## Request
Gather every line in the records below that contains the word "window". Letter case matters.

## Records shown
+++
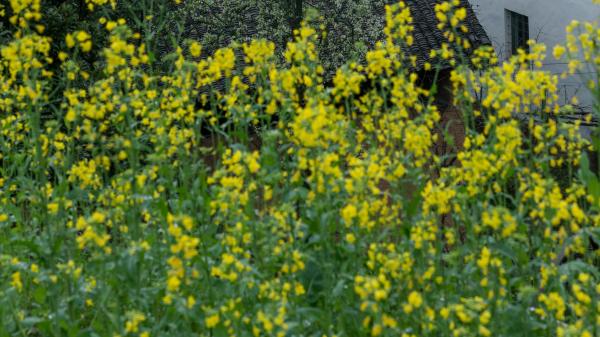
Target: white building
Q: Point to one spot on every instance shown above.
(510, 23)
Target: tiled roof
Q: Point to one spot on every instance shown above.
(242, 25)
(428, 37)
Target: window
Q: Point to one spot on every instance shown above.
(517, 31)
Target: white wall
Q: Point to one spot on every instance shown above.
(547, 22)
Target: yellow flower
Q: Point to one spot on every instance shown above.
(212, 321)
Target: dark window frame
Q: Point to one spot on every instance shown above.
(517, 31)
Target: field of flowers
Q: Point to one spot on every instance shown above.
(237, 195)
+++
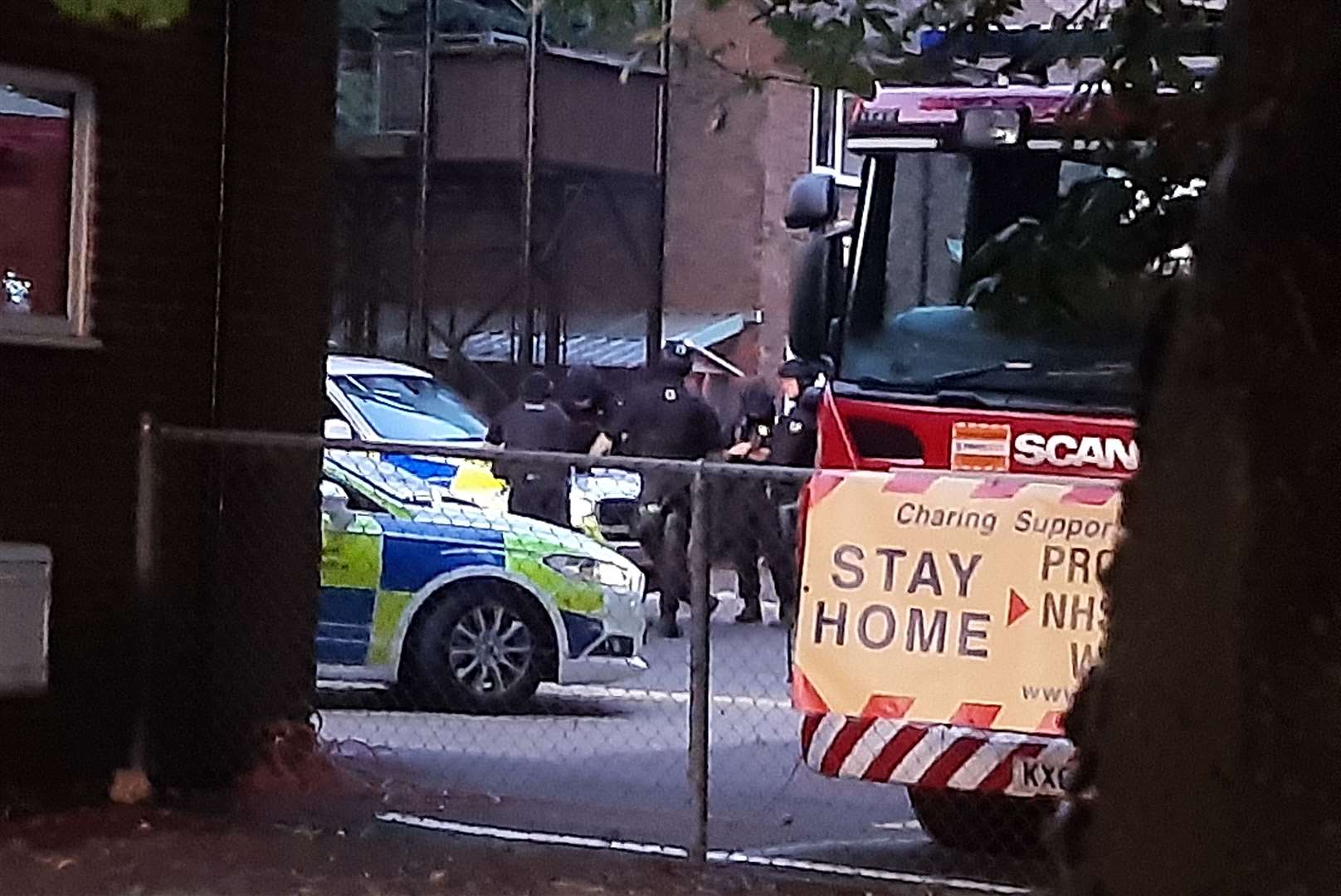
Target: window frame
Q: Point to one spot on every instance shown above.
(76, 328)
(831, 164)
+++
## Answer below
Target: window
Target: dark window frame
Target: window frame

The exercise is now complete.